> PROBLEM TO WORK ON: Collect every line of the material below that contains the string "metal", matching case exactly.

Entries for pointing and labeling
>> start

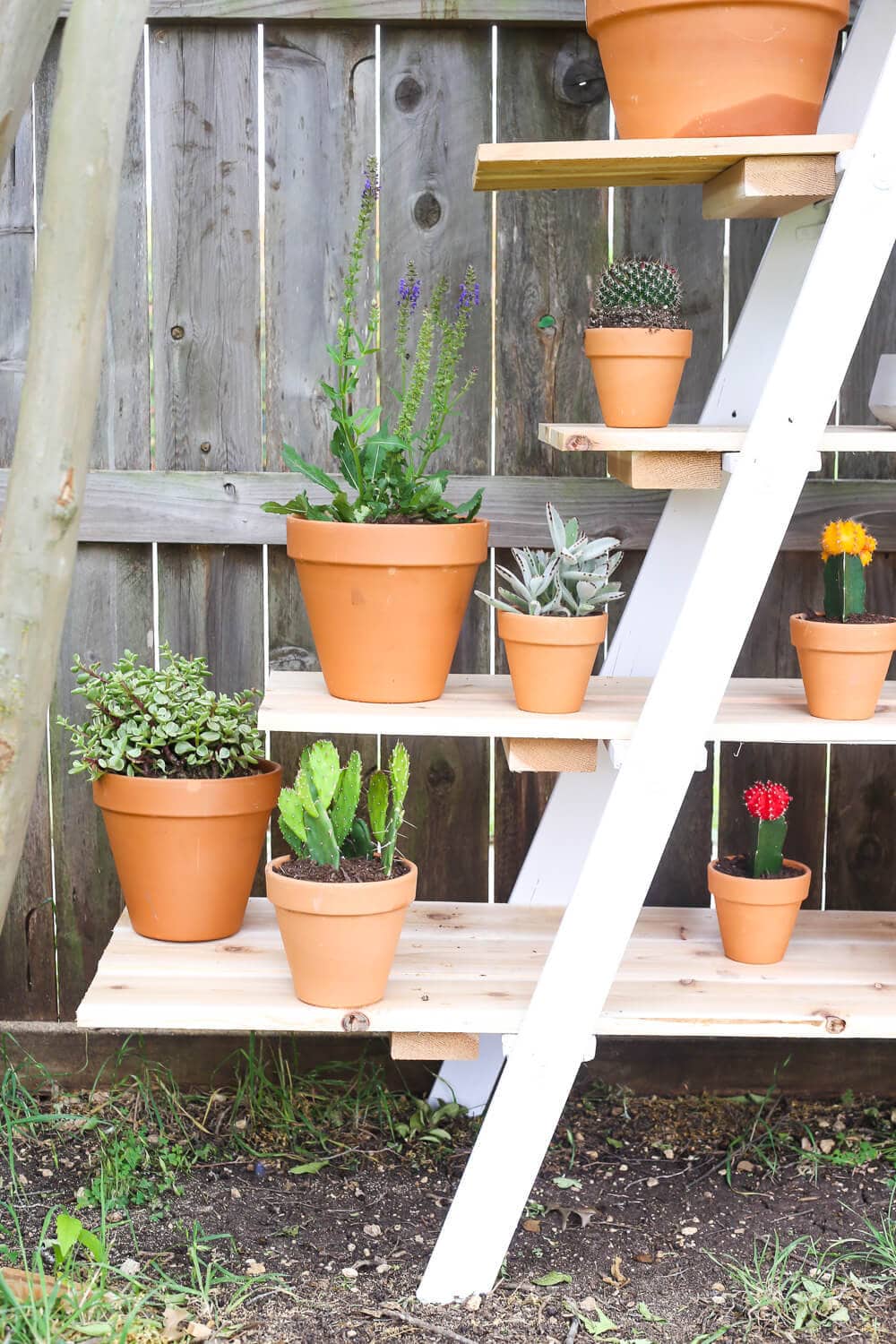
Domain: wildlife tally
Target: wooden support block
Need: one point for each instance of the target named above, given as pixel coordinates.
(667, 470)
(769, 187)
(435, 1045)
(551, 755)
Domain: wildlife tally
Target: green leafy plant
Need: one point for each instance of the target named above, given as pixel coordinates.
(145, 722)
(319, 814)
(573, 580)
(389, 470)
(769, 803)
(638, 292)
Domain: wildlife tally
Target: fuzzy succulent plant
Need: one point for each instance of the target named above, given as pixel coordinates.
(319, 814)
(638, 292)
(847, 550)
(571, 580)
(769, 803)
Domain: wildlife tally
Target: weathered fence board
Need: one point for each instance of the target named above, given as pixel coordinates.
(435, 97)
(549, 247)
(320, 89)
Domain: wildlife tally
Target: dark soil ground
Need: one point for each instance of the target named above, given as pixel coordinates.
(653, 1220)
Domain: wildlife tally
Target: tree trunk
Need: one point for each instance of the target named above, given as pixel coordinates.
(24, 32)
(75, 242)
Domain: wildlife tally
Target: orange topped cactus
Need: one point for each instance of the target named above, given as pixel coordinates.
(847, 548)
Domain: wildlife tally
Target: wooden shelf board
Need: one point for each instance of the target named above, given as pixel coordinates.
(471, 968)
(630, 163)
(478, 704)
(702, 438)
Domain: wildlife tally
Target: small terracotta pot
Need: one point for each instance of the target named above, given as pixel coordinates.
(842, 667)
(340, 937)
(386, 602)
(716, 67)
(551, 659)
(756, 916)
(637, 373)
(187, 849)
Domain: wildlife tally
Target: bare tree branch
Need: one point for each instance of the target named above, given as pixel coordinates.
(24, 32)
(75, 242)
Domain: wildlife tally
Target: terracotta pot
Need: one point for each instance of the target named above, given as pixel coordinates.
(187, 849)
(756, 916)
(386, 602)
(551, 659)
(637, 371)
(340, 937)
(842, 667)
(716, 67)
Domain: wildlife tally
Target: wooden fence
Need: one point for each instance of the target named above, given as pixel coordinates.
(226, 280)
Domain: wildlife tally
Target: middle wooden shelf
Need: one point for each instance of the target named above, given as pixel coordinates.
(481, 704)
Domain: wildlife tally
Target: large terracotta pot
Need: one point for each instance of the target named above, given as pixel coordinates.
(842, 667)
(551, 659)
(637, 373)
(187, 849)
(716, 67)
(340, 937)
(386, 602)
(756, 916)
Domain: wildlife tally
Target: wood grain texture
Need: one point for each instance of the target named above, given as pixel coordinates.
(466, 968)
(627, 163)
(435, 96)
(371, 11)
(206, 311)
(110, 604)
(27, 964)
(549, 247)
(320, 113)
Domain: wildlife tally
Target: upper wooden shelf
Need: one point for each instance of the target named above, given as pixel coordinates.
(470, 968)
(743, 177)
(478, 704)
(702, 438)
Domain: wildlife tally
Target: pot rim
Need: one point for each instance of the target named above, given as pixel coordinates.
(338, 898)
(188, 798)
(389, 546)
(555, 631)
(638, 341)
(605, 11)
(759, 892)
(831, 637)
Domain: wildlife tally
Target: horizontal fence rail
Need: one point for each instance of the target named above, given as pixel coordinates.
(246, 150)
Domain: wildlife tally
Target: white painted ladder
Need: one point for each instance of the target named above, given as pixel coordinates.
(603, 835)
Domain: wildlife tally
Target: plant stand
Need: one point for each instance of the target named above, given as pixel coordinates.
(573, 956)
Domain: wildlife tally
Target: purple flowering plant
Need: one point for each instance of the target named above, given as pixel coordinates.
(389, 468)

>> end
>> start

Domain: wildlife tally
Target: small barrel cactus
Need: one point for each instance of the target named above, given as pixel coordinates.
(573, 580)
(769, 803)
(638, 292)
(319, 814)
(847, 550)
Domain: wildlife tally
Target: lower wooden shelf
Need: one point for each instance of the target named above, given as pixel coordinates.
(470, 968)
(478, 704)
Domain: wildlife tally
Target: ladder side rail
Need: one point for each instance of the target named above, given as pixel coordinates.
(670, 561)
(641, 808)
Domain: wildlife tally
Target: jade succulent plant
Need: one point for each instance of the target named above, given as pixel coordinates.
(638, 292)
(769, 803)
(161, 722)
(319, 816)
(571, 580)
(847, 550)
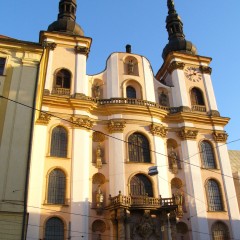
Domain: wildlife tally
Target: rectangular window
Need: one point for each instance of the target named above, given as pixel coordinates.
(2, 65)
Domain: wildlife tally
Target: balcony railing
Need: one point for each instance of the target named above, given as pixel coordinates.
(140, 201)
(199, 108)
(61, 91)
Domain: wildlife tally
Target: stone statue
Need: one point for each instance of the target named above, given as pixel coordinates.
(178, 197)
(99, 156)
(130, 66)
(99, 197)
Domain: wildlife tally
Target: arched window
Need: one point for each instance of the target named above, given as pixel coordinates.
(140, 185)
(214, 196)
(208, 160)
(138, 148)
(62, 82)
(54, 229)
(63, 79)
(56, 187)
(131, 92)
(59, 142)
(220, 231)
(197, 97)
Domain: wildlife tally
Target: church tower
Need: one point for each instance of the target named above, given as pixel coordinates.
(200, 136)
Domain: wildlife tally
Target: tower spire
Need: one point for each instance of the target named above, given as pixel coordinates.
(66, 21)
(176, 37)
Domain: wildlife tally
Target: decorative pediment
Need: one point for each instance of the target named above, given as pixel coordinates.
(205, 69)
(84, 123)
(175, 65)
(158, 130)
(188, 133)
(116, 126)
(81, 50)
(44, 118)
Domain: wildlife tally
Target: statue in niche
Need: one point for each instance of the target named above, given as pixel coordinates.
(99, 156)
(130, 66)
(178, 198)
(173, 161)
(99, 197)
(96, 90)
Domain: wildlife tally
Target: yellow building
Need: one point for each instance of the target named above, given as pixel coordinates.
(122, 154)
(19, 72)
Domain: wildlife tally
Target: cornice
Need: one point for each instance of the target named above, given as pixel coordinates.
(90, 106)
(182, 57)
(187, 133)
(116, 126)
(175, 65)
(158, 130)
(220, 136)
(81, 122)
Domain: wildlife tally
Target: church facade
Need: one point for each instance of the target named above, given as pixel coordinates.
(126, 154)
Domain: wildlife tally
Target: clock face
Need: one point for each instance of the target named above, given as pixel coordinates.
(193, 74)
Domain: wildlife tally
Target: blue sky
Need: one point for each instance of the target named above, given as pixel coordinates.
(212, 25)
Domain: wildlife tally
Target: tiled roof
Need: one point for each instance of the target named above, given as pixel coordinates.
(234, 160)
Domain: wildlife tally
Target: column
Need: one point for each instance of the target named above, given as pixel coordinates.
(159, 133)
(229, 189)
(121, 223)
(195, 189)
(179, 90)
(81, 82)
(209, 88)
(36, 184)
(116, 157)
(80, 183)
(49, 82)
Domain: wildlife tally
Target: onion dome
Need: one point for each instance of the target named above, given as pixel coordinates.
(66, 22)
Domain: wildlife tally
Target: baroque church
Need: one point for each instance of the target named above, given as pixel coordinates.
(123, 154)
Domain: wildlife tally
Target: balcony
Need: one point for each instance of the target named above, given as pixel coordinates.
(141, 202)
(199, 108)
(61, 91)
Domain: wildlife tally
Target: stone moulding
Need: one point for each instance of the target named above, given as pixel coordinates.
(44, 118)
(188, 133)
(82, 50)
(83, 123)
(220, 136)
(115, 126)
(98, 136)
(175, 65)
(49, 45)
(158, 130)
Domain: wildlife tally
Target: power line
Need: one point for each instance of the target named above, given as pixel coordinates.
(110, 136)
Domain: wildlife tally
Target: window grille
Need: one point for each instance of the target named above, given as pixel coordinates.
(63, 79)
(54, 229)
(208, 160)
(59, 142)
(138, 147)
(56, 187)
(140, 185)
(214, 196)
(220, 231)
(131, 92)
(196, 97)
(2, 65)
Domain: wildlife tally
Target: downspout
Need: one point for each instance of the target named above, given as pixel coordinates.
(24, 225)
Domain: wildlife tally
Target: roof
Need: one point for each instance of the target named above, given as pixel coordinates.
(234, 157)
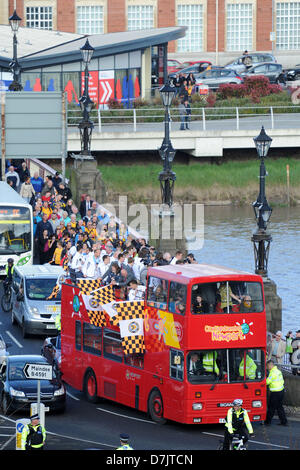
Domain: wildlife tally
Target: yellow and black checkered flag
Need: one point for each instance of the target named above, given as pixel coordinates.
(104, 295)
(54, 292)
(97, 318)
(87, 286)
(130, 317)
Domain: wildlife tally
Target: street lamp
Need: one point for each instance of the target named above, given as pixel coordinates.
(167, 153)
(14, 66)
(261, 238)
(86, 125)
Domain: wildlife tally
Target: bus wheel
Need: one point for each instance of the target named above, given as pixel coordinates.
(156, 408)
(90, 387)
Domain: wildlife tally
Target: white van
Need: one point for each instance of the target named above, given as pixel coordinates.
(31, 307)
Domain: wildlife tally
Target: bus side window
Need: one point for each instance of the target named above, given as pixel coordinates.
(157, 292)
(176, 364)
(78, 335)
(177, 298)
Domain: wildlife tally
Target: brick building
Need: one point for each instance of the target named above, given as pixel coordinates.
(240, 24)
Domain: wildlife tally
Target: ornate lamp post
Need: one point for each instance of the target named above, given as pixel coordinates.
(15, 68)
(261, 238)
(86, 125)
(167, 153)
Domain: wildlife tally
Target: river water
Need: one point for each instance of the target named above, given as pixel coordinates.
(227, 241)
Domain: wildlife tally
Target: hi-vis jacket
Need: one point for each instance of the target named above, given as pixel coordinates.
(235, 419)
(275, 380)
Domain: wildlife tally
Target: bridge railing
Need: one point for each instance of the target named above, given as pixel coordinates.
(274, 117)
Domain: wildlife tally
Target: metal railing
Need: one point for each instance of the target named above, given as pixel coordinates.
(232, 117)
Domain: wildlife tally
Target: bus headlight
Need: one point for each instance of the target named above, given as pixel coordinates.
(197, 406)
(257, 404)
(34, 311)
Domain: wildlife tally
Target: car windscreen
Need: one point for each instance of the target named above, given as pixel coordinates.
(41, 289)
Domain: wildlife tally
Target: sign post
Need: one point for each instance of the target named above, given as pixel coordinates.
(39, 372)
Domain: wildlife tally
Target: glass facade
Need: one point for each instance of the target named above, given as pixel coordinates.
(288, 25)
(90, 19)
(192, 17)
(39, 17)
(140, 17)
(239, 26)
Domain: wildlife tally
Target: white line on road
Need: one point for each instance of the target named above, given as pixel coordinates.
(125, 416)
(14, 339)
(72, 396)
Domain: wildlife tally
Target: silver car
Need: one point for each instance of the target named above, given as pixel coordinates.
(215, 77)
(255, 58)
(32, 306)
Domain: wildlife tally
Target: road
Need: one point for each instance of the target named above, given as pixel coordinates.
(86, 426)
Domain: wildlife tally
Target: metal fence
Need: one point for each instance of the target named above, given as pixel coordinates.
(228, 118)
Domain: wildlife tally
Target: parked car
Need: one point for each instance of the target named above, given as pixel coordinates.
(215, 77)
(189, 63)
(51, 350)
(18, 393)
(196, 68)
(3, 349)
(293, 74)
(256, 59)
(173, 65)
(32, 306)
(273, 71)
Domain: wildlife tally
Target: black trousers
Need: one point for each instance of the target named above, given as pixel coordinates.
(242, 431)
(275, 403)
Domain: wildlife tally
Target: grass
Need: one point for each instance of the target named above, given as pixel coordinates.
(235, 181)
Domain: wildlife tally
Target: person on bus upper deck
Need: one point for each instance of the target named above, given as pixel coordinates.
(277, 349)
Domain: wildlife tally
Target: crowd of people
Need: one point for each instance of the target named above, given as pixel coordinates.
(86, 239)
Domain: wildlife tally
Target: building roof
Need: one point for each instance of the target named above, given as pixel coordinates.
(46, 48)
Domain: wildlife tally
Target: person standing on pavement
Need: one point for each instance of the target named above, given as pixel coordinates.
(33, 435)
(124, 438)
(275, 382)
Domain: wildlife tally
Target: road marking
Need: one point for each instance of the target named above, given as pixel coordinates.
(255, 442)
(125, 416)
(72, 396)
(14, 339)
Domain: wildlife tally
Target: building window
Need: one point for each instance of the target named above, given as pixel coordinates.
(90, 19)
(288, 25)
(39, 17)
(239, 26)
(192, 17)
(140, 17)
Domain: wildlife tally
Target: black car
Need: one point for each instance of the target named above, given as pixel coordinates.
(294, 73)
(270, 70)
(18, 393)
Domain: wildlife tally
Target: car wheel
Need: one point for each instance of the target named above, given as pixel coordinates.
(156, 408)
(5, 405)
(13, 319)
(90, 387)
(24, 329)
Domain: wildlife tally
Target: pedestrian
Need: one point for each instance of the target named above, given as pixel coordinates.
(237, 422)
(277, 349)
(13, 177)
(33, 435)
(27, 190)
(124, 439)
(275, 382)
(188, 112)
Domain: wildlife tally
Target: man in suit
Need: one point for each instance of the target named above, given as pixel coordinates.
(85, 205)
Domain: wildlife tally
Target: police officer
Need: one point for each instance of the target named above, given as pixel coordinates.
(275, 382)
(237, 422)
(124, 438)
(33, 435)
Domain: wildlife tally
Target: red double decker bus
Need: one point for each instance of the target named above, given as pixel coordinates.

>> end

> EXERCISE RESULT:
Target: metal railing
Target: metal fence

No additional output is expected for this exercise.